• **Input for this task**:
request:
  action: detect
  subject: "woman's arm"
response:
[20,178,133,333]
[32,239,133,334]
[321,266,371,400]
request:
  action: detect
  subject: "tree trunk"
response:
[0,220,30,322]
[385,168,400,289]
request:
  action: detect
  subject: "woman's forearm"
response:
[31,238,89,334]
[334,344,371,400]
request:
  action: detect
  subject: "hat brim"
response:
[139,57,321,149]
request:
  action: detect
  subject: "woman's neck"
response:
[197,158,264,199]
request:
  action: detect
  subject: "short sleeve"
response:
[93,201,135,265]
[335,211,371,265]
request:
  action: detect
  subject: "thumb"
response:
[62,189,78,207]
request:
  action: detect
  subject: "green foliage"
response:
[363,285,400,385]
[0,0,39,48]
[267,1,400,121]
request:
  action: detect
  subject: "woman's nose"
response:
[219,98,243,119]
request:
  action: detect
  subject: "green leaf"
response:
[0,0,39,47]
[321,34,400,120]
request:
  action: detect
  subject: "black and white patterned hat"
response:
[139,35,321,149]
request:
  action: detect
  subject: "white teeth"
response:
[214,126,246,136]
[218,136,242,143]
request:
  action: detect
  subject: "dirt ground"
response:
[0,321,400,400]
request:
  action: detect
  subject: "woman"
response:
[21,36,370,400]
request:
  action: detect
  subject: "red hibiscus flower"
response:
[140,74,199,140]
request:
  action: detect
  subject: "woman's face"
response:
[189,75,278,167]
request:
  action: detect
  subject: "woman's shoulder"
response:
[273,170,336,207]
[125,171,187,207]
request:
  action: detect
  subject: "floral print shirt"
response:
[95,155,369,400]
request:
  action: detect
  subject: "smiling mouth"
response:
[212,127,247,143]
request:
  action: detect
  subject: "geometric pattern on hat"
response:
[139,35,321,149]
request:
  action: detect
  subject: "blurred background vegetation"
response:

• **Problem details**: Reproduce every one of the rows above verbatim, with no changes.

• **Result of the task**:
request:
  action: detect
  subject: "woman's arm"
response:
[20,178,133,333]
[32,239,133,334]
[321,266,371,400]
request:
  action: detect
  subject: "tree trunk"
response:
[0,220,30,322]
[385,168,400,289]
request:
  action: detect
  subject: "woman's forearm"
response:
[31,238,89,334]
[334,344,371,400]
request:
  action: detect
  subject: "hat brim"
response:
[139,57,321,149]
request:
  action: detect
  subject: "woman's neck"
response:
[197,158,264,199]
request:
  action: detect
  subject: "short sleeve"
response:
[93,201,135,265]
[335,211,371,265]
request:
  action: detect
  subject: "thumb"
response:
[62,189,78,207]
request:
  action: detect
  subject: "green foliage"
response:
[363,285,400,385]
[0,0,39,48]
[267,1,400,121]
request:
  action: detect
  subject: "woman's nose"
response:
[219,98,243,119]
request:
  action: detect
  subject: "green leaf"
response:
[0,0,39,47]
[321,34,400,120]
request:
  action: detect
  subject: "black and white patterned hat"
response:
[139,35,321,149]
request:
  action: detect
  subject: "white teeth"
response:
[214,126,246,136]
[218,136,242,143]
request:
  action: detect
  subject: "dirt ground"
response:
[0,321,400,400]
request:
  action: detect
  subject: "woman"
response:
[21,36,370,400]
request:
  action: detect
  subject: "red hibiscus flower"
response:
[140,74,199,140]
request:
  action: detect
  subject: "woman's face"
response:
[189,75,278,167]
request:
  action: detect
  subject: "woman's shoulder"
response:
[273,170,336,207]
[125,171,187,207]
request:
  action: detect
  subject: "floral print shirt"
response:
[95,155,369,400]
request:
  action: detect
  subject: "smiling mouth"
response:
[212,127,247,143]
request:
  action: detect
  subject: "geometric pattern on hat"
response:
[139,35,321,149]
request:
  action: detect
  subject: "blurred background vegetation"
response:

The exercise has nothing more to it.